■ **Input**:
+===+
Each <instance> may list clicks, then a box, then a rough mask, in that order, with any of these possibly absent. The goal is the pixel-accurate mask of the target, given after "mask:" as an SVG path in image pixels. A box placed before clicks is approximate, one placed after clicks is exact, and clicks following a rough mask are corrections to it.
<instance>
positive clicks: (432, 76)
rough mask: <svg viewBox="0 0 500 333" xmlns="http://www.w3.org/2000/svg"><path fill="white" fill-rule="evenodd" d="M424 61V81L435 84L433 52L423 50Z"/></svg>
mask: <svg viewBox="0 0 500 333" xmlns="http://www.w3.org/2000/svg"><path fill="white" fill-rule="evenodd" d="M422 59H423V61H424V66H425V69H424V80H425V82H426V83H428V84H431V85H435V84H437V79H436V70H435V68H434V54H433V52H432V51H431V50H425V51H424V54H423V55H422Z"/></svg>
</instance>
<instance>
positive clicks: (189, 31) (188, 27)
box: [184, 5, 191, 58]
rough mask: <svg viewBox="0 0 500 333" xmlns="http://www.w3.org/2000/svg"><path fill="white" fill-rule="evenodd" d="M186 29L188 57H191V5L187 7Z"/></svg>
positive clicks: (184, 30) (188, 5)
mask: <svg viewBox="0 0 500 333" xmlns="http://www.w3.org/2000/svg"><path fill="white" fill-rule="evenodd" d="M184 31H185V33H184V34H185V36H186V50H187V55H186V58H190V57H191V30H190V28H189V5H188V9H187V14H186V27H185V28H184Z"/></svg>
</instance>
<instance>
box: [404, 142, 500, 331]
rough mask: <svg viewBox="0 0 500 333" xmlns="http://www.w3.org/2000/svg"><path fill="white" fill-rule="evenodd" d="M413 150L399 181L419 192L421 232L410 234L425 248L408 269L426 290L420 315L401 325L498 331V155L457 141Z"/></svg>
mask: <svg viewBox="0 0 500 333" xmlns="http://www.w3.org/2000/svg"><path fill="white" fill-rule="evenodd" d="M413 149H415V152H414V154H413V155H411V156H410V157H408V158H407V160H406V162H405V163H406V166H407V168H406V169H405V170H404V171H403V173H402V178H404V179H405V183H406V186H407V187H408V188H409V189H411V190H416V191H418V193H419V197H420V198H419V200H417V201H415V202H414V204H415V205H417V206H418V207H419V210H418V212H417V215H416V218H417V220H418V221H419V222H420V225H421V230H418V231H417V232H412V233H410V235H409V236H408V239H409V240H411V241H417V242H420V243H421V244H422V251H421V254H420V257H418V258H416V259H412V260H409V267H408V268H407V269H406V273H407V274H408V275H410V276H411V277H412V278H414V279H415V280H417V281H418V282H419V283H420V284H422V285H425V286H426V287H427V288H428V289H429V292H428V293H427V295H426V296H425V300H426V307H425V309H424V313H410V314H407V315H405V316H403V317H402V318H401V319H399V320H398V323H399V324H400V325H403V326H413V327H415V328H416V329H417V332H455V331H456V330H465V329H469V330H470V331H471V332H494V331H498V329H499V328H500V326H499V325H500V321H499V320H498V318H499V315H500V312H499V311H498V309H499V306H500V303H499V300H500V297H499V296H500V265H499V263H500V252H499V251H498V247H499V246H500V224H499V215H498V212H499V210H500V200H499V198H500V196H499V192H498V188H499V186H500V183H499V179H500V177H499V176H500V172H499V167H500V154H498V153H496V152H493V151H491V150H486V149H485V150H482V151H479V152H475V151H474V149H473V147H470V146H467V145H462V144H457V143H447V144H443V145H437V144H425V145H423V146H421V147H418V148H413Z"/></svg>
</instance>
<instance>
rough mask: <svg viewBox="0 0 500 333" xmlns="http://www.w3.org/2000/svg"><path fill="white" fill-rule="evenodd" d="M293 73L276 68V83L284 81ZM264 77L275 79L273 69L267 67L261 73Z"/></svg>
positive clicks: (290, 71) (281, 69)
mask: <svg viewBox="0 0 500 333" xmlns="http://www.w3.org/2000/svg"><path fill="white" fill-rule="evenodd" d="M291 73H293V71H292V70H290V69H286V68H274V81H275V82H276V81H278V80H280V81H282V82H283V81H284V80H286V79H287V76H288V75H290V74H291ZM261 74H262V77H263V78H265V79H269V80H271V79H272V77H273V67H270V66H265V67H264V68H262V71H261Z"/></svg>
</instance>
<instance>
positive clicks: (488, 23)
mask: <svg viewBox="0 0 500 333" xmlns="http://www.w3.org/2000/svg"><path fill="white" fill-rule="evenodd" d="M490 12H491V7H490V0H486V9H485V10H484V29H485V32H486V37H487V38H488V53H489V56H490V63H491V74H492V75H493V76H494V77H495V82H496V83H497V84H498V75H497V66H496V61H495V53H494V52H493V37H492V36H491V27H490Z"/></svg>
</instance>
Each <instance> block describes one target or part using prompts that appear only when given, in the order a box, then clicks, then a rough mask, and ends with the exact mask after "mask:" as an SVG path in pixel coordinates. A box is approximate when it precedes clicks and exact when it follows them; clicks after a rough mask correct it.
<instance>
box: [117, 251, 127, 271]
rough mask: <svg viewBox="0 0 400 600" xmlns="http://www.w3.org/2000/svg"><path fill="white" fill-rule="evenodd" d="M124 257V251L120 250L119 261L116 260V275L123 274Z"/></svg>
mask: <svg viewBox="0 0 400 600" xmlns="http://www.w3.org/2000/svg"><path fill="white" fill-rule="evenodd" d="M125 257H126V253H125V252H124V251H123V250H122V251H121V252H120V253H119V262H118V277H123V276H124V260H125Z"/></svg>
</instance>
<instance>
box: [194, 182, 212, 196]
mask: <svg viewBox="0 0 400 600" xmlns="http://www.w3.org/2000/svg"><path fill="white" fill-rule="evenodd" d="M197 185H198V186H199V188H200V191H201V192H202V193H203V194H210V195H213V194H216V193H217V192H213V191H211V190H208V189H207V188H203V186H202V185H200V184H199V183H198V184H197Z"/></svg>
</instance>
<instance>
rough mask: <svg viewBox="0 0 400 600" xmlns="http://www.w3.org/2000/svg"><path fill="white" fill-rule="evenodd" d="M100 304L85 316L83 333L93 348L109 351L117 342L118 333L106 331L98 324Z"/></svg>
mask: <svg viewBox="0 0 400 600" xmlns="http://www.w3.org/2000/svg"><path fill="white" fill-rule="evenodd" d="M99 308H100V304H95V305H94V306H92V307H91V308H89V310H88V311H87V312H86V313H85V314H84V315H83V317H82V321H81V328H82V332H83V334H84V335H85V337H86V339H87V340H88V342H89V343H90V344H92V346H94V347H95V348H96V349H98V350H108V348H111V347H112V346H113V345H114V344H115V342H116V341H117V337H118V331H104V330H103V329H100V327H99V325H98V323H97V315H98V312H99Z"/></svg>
+===+
■ **Your instructions**:
All of the material above needs to be output exactly, with no line left out.

■ **Answer space**:
Each <instance> may list clicks, then a box, then a rough mask, in that order, with any of these possibly absent. The goal is the pixel-accurate mask of the target, given after "mask:" as an SVG path in image pixels. A box placed before clicks is approximate, one placed after clicks is exact, and clicks following a rough mask are corrections to it.
<instance>
positive clicks: (432, 76)
rough mask: <svg viewBox="0 0 500 333" xmlns="http://www.w3.org/2000/svg"><path fill="white" fill-rule="evenodd" d="M424 61V81L435 84L433 52L423 50Z"/></svg>
mask: <svg viewBox="0 0 500 333" xmlns="http://www.w3.org/2000/svg"><path fill="white" fill-rule="evenodd" d="M422 59H423V61H424V66H425V69H424V80H425V82H426V83H428V84H431V85H435V84H437V79H436V70H435V68H434V54H433V52H432V51H431V50H425V51H424V54H423V55H422Z"/></svg>
</instance>
<instance>
positive clicks: (189, 31) (188, 27)
box: [184, 5, 191, 58]
rough mask: <svg viewBox="0 0 500 333" xmlns="http://www.w3.org/2000/svg"><path fill="white" fill-rule="evenodd" d="M186 29L188 57H191V5L187 7Z"/></svg>
positive clicks: (184, 30) (188, 5)
mask: <svg viewBox="0 0 500 333" xmlns="http://www.w3.org/2000/svg"><path fill="white" fill-rule="evenodd" d="M184 31H185V33H184V34H185V36H186V50H187V55H186V58H190V57H191V30H190V28H189V5H188V9H187V14H186V27H185V28H184Z"/></svg>
</instance>
<instance>
box: [404, 142, 500, 331]
rough mask: <svg viewBox="0 0 500 333" xmlns="http://www.w3.org/2000/svg"><path fill="white" fill-rule="evenodd" d="M413 150L399 181L419 192L421 232L410 234L425 248L408 269L426 290L420 315L401 325L498 331V155L457 141Z"/></svg>
mask: <svg viewBox="0 0 500 333" xmlns="http://www.w3.org/2000/svg"><path fill="white" fill-rule="evenodd" d="M413 149H415V152H414V154H413V155H411V156H410V157H408V158H407V160H406V162H405V163H406V166H407V168H406V169H405V170H404V171H403V173H402V178H404V179H405V183H406V186H407V187H408V188H409V189H411V190H416V191H418V193H419V197H420V198H419V200H417V201H415V202H414V204H415V205H417V206H418V207H419V210H418V212H417V215H416V218H417V220H418V221H419V222H420V225H421V230H418V231H417V232H412V233H410V235H409V236H408V239H409V240H411V241H417V242H420V243H421V244H422V251H421V254H420V257H418V258H416V259H412V260H409V267H408V268H407V269H406V273H407V274H408V275H410V276H411V277H412V278H414V279H415V280H417V281H418V282H419V283H420V284H422V285H425V286H426V287H427V288H428V289H429V292H428V293H427V295H426V296H425V300H426V307H425V309H424V313H410V314H407V315H405V316H403V317H402V318H401V319H399V320H398V323H399V324H400V325H403V326H413V327H415V328H416V329H417V332H455V331H456V330H465V329H469V330H470V331H471V332H494V331H498V329H499V328H500V326H499V325H500V321H499V320H498V318H499V315H500V312H499V311H498V309H499V306H500V303H499V300H500V297H499V296H500V265H499V263H500V252H499V251H498V247H499V246H500V224H499V215H498V212H499V210H500V200H499V198H500V196H499V192H498V188H499V186H500V183H499V179H500V177H499V176H500V172H499V167H500V154H498V153H496V152H493V151H491V150H486V149H485V150H482V151H479V152H475V151H474V149H473V147H470V146H467V145H462V144H457V143H447V144H443V145H437V144H425V145H423V146H421V147H418V148H413Z"/></svg>
</instance>
<instance>
rough mask: <svg viewBox="0 0 500 333" xmlns="http://www.w3.org/2000/svg"><path fill="white" fill-rule="evenodd" d="M293 73L276 68V83L284 81ZM264 77L275 79L273 69L267 67L261 73Z"/></svg>
positive clicks: (290, 71) (281, 69)
mask: <svg viewBox="0 0 500 333" xmlns="http://www.w3.org/2000/svg"><path fill="white" fill-rule="evenodd" d="M291 73H293V71H292V70H290V69H286V68H274V81H275V82H276V81H278V80H280V81H282V82H283V81H284V80H286V79H287V76H288V75H290V74H291ZM261 74H262V77H263V78H265V79H269V80H271V79H272V77H273V67H270V66H265V67H264V68H262V71H261Z"/></svg>
</instance>
<instance>
positive clicks: (488, 23)
mask: <svg viewBox="0 0 500 333" xmlns="http://www.w3.org/2000/svg"><path fill="white" fill-rule="evenodd" d="M490 12H491V7H490V0H486V9H485V10H484V29H485V32H486V37H487V38H488V53H489V56H490V63H491V74H492V75H493V76H494V77H495V82H496V83H497V84H498V75H497V66H496V61H495V53H494V52H493V37H492V36H491V27H490Z"/></svg>
</instance>
Each <instance> block describes one target or part using prompts that appear only when given, in the order a box, then clicks, then a rough mask, and ends with the exact mask after "mask:" as an SVG path in pixel coordinates. A box is approximate when it precedes clicks and exact when it follows them; clicks after a rough mask correct it.
<instance>
box: [117, 251, 127, 271]
rough mask: <svg viewBox="0 0 400 600" xmlns="http://www.w3.org/2000/svg"><path fill="white" fill-rule="evenodd" d="M124 257V251L120 250L119 261L116 260V275L123 274Z"/></svg>
mask: <svg viewBox="0 0 400 600" xmlns="http://www.w3.org/2000/svg"><path fill="white" fill-rule="evenodd" d="M125 257H126V253H125V252H124V251H123V250H122V251H121V252H120V253H119V262H118V277H123V276H124V260H125Z"/></svg>
</instance>
<instance>
box: [194, 182, 212, 196]
mask: <svg viewBox="0 0 400 600" xmlns="http://www.w3.org/2000/svg"><path fill="white" fill-rule="evenodd" d="M197 185H198V186H199V188H200V191H201V192H202V193H203V194H210V195H213V194H216V193H217V192H213V191H211V190H208V189H207V188H203V186H202V185H200V184H199V183H198V184H197Z"/></svg>
</instance>
<instance>
rough mask: <svg viewBox="0 0 400 600" xmlns="http://www.w3.org/2000/svg"><path fill="white" fill-rule="evenodd" d="M100 304L85 316L83 333L93 348L109 351L117 342L118 333L106 331L98 324Z"/></svg>
mask: <svg viewBox="0 0 400 600" xmlns="http://www.w3.org/2000/svg"><path fill="white" fill-rule="evenodd" d="M99 308H100V304H95V305H94V306H92V307H91V308H89V310H88V311H87V312H86V313H85V314H84V315H83V317H82V321H81V328H82V332H83V334H84V335H85V337H86V339H87V340H88V342H89V343H90V344H92V346H94V347H95V348H96V349H98V350H108V348H111V347H112V346H113V345H114V344H115V342H116V341H117V337H118V331H104V330H103V329H100V327H99V325H98V323H97V315H98V312H99Z"/></svg>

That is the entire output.